Repeat the data below with no changes.

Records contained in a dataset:
Content starts
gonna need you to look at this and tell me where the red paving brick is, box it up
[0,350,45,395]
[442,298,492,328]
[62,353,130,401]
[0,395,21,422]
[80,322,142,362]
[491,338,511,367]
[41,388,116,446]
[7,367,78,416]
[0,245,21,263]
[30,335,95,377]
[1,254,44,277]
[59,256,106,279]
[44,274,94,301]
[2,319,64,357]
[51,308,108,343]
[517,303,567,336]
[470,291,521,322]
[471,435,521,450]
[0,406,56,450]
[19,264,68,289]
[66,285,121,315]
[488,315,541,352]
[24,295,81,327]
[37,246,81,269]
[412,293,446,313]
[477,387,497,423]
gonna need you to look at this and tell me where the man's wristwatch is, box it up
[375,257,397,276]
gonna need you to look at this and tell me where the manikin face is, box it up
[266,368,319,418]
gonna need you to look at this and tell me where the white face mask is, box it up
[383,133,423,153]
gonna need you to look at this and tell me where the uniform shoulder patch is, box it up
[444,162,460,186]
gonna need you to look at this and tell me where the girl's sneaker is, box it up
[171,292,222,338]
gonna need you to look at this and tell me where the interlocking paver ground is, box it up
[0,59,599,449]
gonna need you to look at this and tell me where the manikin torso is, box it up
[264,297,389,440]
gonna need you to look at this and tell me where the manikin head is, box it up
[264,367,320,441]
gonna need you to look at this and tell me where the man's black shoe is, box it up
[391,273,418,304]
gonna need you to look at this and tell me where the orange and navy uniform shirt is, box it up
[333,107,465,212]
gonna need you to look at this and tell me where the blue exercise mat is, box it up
Content ends
▶ _Solution for this problem_:
gonna need you to look at this and tell me where the red paving brick is, box it up
[0,350,45,395]
[442,298,492,328]
[62,353,130,401]
[0,395,21,422]
[80,322,142,362]
[491,338,511,367]
[41,388,116,446]
[7,367,78,416]
[0,245,21,263]
[30,335,95,377]
[1,254,44,277]
[59,256,106,279]
[44,274,94,301]
[2,319,64,357]
[51,308,108,343]
[517,303,567,336]
[470,291,521,322]
[471,435,521,450]
[0,406,56,450]
[19,264,68,289]
[66,285,121,315]
[488,315,541,352]
[24,295,81,327]
[37,246,81,269]
[412,293,446,313]
[477,387,497,423]
gonna need you to look at this and tell me where the man's wristwatch is, box it up
[375,257,397,276]
gonna need you to look at this and tell me where the manikin face is, box it up
[266,368,319,418]
gonna need you to look at this and tell me where the white face mask is, box it up
[383,133,423,153]
gonna need you to look at this and tell me where the uniform shoulder patch is, box it up
[444,162,460,186]
gonna need you to look at this and tell me where the girl's sneaker is, box it up
[171,292,222,338]
gonna need you to look at this and tell me where the interlocking paver ground is, box it up
[0,59,599,449]
gonna need you to look at this and tell me where the manikin torso is, box it up
[264,297,389,440]
gonna need you to look at this and tell me where the manikin head is, box it up
[264,367,320,441]
gonna need you to look at this and tell me where the man's black shoe is, box it up
[391,273,418,304]
gonna need you to look at this and tell me where the orange and navy uniform shirt is, box it up
[333,107,465,212]
gonna need you to look at this and tell me where the blue exercise mat is, box it up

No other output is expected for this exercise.